Work to be completed
Transcribe the records below. Leave every word as it is.

Content starts

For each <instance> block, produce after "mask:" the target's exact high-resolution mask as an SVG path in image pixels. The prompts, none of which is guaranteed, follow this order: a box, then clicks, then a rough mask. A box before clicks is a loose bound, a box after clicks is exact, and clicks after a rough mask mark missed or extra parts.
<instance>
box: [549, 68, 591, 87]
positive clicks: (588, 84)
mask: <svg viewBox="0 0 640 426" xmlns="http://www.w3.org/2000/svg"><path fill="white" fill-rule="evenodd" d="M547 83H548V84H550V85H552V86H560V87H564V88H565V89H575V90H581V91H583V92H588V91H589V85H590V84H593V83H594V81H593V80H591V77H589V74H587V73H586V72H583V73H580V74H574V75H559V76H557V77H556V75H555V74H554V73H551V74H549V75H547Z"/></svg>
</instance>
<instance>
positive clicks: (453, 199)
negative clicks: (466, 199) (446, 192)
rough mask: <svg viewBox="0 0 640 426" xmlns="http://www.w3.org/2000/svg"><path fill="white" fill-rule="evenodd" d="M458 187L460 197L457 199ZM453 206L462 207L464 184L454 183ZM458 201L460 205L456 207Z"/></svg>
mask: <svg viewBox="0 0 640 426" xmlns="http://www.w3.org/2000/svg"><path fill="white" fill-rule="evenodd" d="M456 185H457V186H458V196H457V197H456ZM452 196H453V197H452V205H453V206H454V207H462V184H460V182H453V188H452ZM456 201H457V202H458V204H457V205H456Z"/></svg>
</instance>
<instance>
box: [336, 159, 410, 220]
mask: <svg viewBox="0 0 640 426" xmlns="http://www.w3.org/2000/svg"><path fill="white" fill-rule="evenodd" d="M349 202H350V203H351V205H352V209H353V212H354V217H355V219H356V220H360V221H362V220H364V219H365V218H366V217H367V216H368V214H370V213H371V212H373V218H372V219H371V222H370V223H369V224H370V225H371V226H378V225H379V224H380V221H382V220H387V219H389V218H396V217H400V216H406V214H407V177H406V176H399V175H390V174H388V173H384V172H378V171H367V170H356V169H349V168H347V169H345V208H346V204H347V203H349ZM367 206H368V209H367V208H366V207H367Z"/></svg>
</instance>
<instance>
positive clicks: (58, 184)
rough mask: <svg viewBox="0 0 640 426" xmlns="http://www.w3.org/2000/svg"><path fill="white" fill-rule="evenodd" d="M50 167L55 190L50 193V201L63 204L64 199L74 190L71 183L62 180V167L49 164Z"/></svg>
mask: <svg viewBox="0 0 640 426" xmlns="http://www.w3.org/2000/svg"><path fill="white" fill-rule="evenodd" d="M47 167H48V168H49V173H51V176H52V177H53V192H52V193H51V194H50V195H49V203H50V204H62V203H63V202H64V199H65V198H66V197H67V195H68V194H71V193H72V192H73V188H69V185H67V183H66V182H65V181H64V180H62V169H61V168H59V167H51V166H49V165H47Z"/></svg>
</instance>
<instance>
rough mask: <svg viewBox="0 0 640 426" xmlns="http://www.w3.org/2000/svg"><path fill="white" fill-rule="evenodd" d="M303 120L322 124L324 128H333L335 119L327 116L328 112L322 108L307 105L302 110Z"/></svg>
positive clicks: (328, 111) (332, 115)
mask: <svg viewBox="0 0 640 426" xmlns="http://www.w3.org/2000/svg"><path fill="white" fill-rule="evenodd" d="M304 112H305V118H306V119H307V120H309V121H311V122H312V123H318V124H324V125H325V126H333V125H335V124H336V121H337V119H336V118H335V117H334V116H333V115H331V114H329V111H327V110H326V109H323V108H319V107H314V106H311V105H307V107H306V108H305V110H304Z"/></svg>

Content ends

Written response
For each <instance> block, produce after "mask:" the target's exact high-resolution mask as an SVG path in image pixels. The prompts, none of which is guaranteed, follow this order: a box, then clicks, then a rough mask. A box before clicks is a loose bound, a box after clicks is exact, and clicks after a rough mask mark missed or extra parts.
<instance>
box: [549, 68, 591, 87]
positive clicks: (588, 84)
mask: <svg viewBox="0 0 640 426" xmlns="http://www.w3.org/2000/svg"><path fill="white" fill-rule="evenodd" d="M547 83H548V84H550V85H552V86H560V87H564V88H565V89H575V90H581V91H583V92H588V91H589V85H590V84H593V83H594V81H593V80H591V77H589V74H587V73H586V72H583V73H580V74H574V75H559V76H557V77H556V75H555V74H554V73H551V74H549V75H547Z"/></svg>
</instance>
<instance>
positive clicks: (453, 199)
negative clicks: (466, 199) (446, 192)
rough mask: <svg viewBox="0 0 640 426" xmlns="http://www.w3.org/2000/svg"><path fill="white" fill-rule="evenodd" d="M458 187L460 197L457 199ZM453 206L462 207L464 184L454 183ZM458 201L460 205L456 207Z"/></svg>
mask: <svg viewBox="0 0 640 426" xmlns="http://www.w3.org/2000/svg"><path fill="white" fill-rule="evenodd" d="M456 185H457V186H458V196H457V197H456ZM452 196H453V197H452V205H453V206H454V207H462V184H460V182H453V188H452ZM456 201H457V202H458V204H457V205H456Z"/></svg>
</instance>
<instance>
box: [336, 159, 410, 220]
mask: <svg viewBox="0 0 640 426" xmlns="http://www.w3.org/2000/svg"><path fill="white" fill-rule="evenodd" d="M349 202H350V203H351V205H352V209H353V212H354V217H355V219H356V220H360V221H362V220H364V219H365V218H366V217H367V216H368V214H370V213H371V212H373V218H372V219H371V222H370V223H369V224H370V225H371V226H378V225H379V224H380V221H382V220H387V219H389V218H396V217H400V216H406V214H407V177H406V176H399V175H390V174H388V173H384V172H378V171H367V170H356V169H349V168H347V169H345V208H346V204H347V203H349ZM367 206H368V209H367V208H366V207H367Z"/></svg>
</instance>
<instance>
positive clicks: (58, 184)
rough mask: <svg viewBox="0 0 640 426" xmlns="http://www.w3.org/2000/svg"><path fill="white" fill-rule="evenodd" d="M50 167L55 190L50 193V201L63 204L64 199L74 190L71 183L62 180V167L49 164Z"/></svg>
mask: <svg viewBox="0 0 640 426" xmlns="http://www.w3.org/2000/svg"><path fill="white" fill-rule="evenodd" d="M47 167H48V168H49V173H51V176H52V177H53V192H52V193H51V194H50V195H49V203H50V204H62V203H63V202H64V199H65V198H66V197H67V195H68V194H71V193H72V192H73V188H69V185H67V183H66V182H65V181H64V180H62V169H61V168H59V167H51V166H49V165H47Z"/></svg>
</instance>
<instance>
rough mask: <svg viewBox="0 0 640 426" xmlns="http://www.w3.org/2000/svg"><path fill="white" fill-rule="evenodd" d="M303 120L322 124L324 128H333L335 119L327 116L328 112L322 108L307 105L302 110Z"/></svg>
positive clicks: (328, 111) (332, 115)
mask: <svg viewBox="0 0 640 426" xmlns="http://www.w3.org/2000/svg"><path fill="white" fill-rule="evenodd" d="M304 112H305V118H306V119H307V120H309V121H311V122H312V123H318V124H324V125H325V126H333V125H335V124H336V121H337V119H336V118H335V117H334V116H333V115H331V114H329V111H327V110H326V109H323V108H319V107H314V106H311V105H307V107H306V108H305V110H304Z"/></svg>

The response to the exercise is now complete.